* **Passage to read**:
THUNDER BAY -- One in 10 older homes have lead concentrations in their tap water that exceeds the legal limit but the city believes it has the solution.
In December, its environment division will begin a pilot project to add a small amount of sodium hydroxide into the water system of 600 Current River residences.
Of the 30,000 homes connected to the municipal waterworks, 8,000 were constructed prior to 1950 and most of those draw water through lead or copper pipes on private property.
Environmental planning and research analyst Erin Marcellla-Fui said since the province mandated all cities to develop Corrosion Control Plans in 2007, sample testing of those older homes has shown 10 per cent have more than the legal maximum lead levels of 10 parts per billion.
Current River was chosen as the pilot site because it's the smallest pressure zone that has a high concentration of older homes.
Cities like Hamilton, Sault Ste. Marie and London, Ontario have found adding the sodium hydroxide to drinking water has decreased lead content from pipe erosion while not impacting the water's odour or taste.
"Absolutely, it's safe," Marcella-Fui said.
"Sodium hydroxide used in a certain concentration, is absolutely approved and safe."
Lake Superior's pH level at the Bare Point Water Treatment Plant is already relatively high, she pointed out. That makes sodium hydroxide an ideal chemical to increase the alkalinity only slightly.
"If it's successful in reducing the amount of lead leaching into the drinking water and does not compromise our disinfection process, it will be city-wide," Marcella-Fui said, adding that expansion is planned for late 2016.
The city's chemist will attend an open house at the Current River Community Centre on Thursday between 6 p.m. and 8 p.m. to address community questions and concerns.

* **Given records**:
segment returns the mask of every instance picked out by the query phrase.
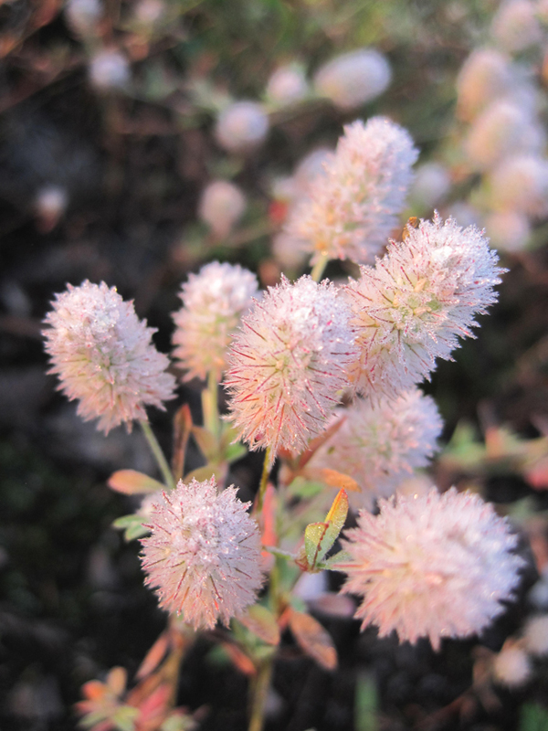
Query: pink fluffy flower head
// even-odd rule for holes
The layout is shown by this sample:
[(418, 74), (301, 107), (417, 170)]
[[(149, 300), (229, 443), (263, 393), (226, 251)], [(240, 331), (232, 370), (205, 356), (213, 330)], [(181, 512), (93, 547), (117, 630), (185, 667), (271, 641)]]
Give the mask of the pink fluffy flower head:
[(348, 408), (335, 409), (334, 418), (342, 417), (342, 426), (314, 454), (311, 466), (353, 477), (362, 493), (350, 493), (349, 498), (360, 507), (370, 508), (374, 498), (391, 495), (414, 470), (426, 467), (442, 429), (434, 399), (418, 388), (395, 399), (357, 398)]
[(517, 536), (492, 506), (451, 488), (439, 494), (380, 501), (380, 514), (360, 513), (342, 546), (351, 559), (342, 591), (364, 597), (355, 617), (400, 641), (480, 632), (512, 598), (523, 560)]
[(215, 478), (190, 484), (152, 505), (142, 538), (145, 584), (160, 606), (182, 614), (195, 630), (227, 625), (257, 599), (263, 582), (258, 525), (234, 486), (217, 493)]
[(349, 310), (333, 284), (282, 278), (242, 319), (226, 385), (240, 439), (251, 450), (298, 453), (321, 433), (356, 356)]
[(174, 314), (173, 338), (185, 380), (212, 372), (220, 377), (232, 335), (258, 287), (255, 274), (237, 264), (213, 261), (189, 276), (181, 288), (183, 307)]
[(364, 393), (399, 393), (428, 377), (436, 358), (449, 360), (458, 336), (473, 337), (474, 315), (497, 300), (504, 270), (475, 227), (421, 221), (393, 242), (376, 266), (362, 267), (346, 292), (361, 348), (351, 380)]
[(56, 294), (44, 321), (49, 373), (70, 400), (79, 399), (85, 421), (99, 418), (105, 433), (123, 422), (131, 430), (133, 419), (146, 420), (145, 406), (163, 408), (174, 397), (174, 378), (164, 372), (169, 360), (152, 343), (155, 330), (115, 287), (86, 281), (67, 290)]
[(373, 261), (404, 208), (417, 152), (409, 133), (383, 117), (344, 128), (325, 175), (291, 213), (288, 234), (312, 254)]

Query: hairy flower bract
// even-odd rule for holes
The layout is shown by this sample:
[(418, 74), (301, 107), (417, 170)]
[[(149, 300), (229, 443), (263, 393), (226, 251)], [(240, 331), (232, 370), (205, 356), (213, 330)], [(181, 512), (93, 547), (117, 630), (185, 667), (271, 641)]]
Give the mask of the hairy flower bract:
[(84, 420), (99, 418), (105, 433), (123, 422), (131, 430), (133, 419), (146, 419), (145, 406), (163, 408), (174, 397), (175, 380), (164, 372), (169, 360), (152, 343), (156, 331), (104, 281), (67, 289), (44, 321), (49, 373), (70, 400), (79, 399)]
[(511, 599), (523, 560), (517, 536), (491, 505), (451, 488), (439, 494), (380, 501), (380, 514), (361, 512), (342, 541), (351, 560), (342, 590), (364, 598), (355, 617), (400, 641), (481, 631)]
[(160, 606), (195, 630), (212, 629), (254, 604), (263, 581), (258, 525), (234, 486), (217, 493), (215, 478), (155, 501), (142, 538), (145, 584)]

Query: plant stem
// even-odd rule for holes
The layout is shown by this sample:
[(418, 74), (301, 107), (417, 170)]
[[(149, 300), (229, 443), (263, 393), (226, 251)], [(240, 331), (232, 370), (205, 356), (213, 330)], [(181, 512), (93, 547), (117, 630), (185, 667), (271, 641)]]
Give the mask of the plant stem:
[(321, 254), (318, 261), (316, 261), (312, 270), (311, 271), (311, 277), (314, 280), (314, 281), (320, 281), (321, 275), (323, 274), (323, 270), (327, 266), (328, 261), (329, 259), (327, 254)]
[(257, 678), (255, 679), (248, 731), (262, 731), (265, 722), (265, 705), (269, 694), (269, 688), (270, 687), (271, 676), (272, 659), (267, 658), (263, 660), (258, 666)]
[(207, 387), (202, 391), (204, 426), (215, 437), (219, 436), (218, 379), (215, 371), (207, 374)]
[(149, 443), (151, 448), (151, 451), (154, 455), (154, 459), (156, 460), (156, 464), (160, 468), (160, 471), (162, 472), (162, 476), (163, 477), (163, 482), (165, 482), (166, 487), (170, 490), (174, 490), (175, 488), (175, 482), (174, 480), (174, 476), (171, 473), (171, 470), (169, 469), (169, 464), (167, 463), (167, 460), (165, 459), (163, 452), (162, 451), (162, 447), (158, 444), (158, 440), (154, 436), (154, 432), (151, 429), (151, 425), (148, 421), (140, 421), (141, 429), (142, 429), (144, 436), (146, 437), (146, 440)]
[(257, 514), (262, 510), (263, 499), (267, 492), (267, 485), (269, 484), (269, 475), (270, 474), (270, 448), (267, 447), (265, 451), (265, 461), (263, 462), (263, 471), (260, 477), (260, 483), (258, 485), (258, 492), (257, 493), (257, 499), (254, 508), (254, 513)]

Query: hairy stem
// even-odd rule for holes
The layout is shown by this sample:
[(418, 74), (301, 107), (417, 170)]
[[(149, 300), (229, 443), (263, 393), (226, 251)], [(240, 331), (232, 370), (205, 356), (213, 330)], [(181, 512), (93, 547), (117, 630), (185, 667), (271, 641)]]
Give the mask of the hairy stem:
[(158, 440), (151, 429), (151, 425), (148, 423), (148, 421), (144, 420), (140, 421), (139, 423), (141, 424), (141, 429), (142, 429), (144, 436), (146, 437), (146, 440), (149, 443), (151, 451), (154, 455), (156, 464), (160, 468), (160, 471), (162, 472), (162, 476), (163, 477), (163, 482), (165, 482), (166, 487), (168, 487), (170, 490), (174, 490), (175, 482), (174, 480), (174, 476), (169, 469), (167, 460), (162, 451), (162, 447), (158, 444)]
[(257, 498), (255, 500), (255, 508), (253, 512), (257, 515), (260, 514), (262, 510), (262, 503), (265, 497), (265, 493), (267, 492), (267, 485), (269, 484), (269, 475), (270, 474), (270, 468), (269, 468), (269, 461), (270, 461), (270, 448), (267, 447), (267, 450), (265, 451), (265, 461), (263, 462), (263, 471), (260, 477), (260, 483), (258, 485), (258, 492), (257, 493)]
[(262, 731), (265, 722), (265, 705), (270, 678), (272, 677), (272, 659), (263, 660), (258, 666), (258, 671), (253, 685), (253, 698), (251, 701), (251, 717), (248, 731)]
[(314, 281), (320, 281), (328, 261), (329, 259), (327, 257), (327, 254), (321, 254), (318, 261), (316, 261), (316, 263), (312, 268), (312, 270), (311, 271), (311, 277), (314, 280)]

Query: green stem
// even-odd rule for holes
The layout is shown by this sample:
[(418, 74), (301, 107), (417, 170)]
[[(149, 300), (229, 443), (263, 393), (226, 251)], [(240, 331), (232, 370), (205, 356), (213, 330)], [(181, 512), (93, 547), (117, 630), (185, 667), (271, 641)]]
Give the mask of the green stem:
[(217, 389), (217, 375), (215, 371), (210, 371), (207, 375), (207, 387), (202, 391), (202, 411), (204, 412), (204, 426), (218, 438), (220, 420)]
[(139, 423), (141, 424), (141, 429), (142, 429), (144, 436), (146, 437), (146, 440), (149, 443), (151, 451), (154, 455), (156, 464), (160, 468), (160, 471), (162, 472), (166, 487), (168, 487), (170, 490), (174, 490), (175, 482), (174, 480), (174, 476), (169, 469), (167, 460), (163, 456), (162, 447), (158, 444), (158, 440), (151, 429), (151, 425), (148, 423), (148, 421), (140, 421)]
[(251, 718), (248, 731), (262, 731), (265, 722), (265, 705), (272, 677), (272, 659), (264, 660), (258, 666), (257, 678), (253, 686), (251, 702)]
[(257, 493), (255, 509), (253, 511), (256, 515), (262, 510), (262, 503), (265, 497), (265, 493), (267, 492), (267, 485), (269, 484), (269, 475), (270, 474), (269, 462), (270, 462), (270, 448), (267, 447), (267, 450), (265, 451), (265, 461), (263, 462), (263, 471), (260, 477), (258, 492)]
[(312, 270), (311, 271), (311, 277), (314, 280), (314, 281), (320, 281), (328, 261), (329, 259), (327, 254), (321, 254), (318, 261), (316, 261), (316, 263), (312, 268)]

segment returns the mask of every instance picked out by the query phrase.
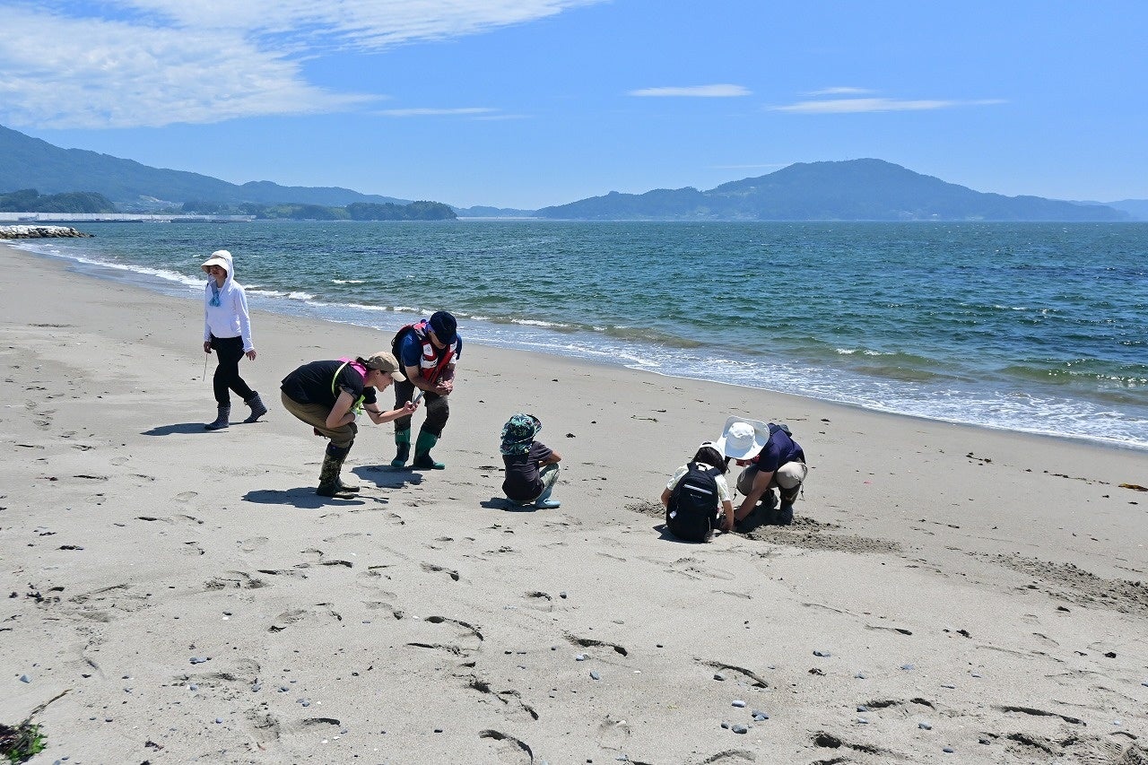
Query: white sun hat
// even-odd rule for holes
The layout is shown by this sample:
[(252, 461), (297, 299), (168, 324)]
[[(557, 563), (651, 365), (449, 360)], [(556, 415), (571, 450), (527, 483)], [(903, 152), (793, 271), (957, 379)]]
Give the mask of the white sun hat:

* **Exercise instructions**:
A: Rewrite the stretch of the Thunder Bay lead article from "Lake Superior's pH" through "questions and concerns.", changing "Thursday" to "Wednesday".
B: Summarize the Thunder Bay lead article in two sentences.

* **Answers to this exercise**:
A:
Lake Superior's pH level at the Bare Point Water Treatment Plant is already relatively high, she pointed out. That makes sodium hydroxide an ideal chemical to increase the alkalinity only slightly.
"If it's successful in reducing the amount of lead leaching into the drinking water and does not compromise our disinfection process, it will be city-wide," Marcella-Fui said, adding that expansion is planned for late 2016.
The city's chemist will attend an open house at the Current River Community Centre on Wednesday between 6 p.m. and 8 p.m. to address community questions and concerns.

B: In Thunder Bay, one in 10 older homes have tap water with lead concentrations above the legal limit, and in December the city will begin a pilot project adding a small amount of sodium hydroxide to the water system of 600 Current River residences. If the pilot reduces lead leaching without compromising the disinfection process, it will go city-wide, with expansion planned for late 2016.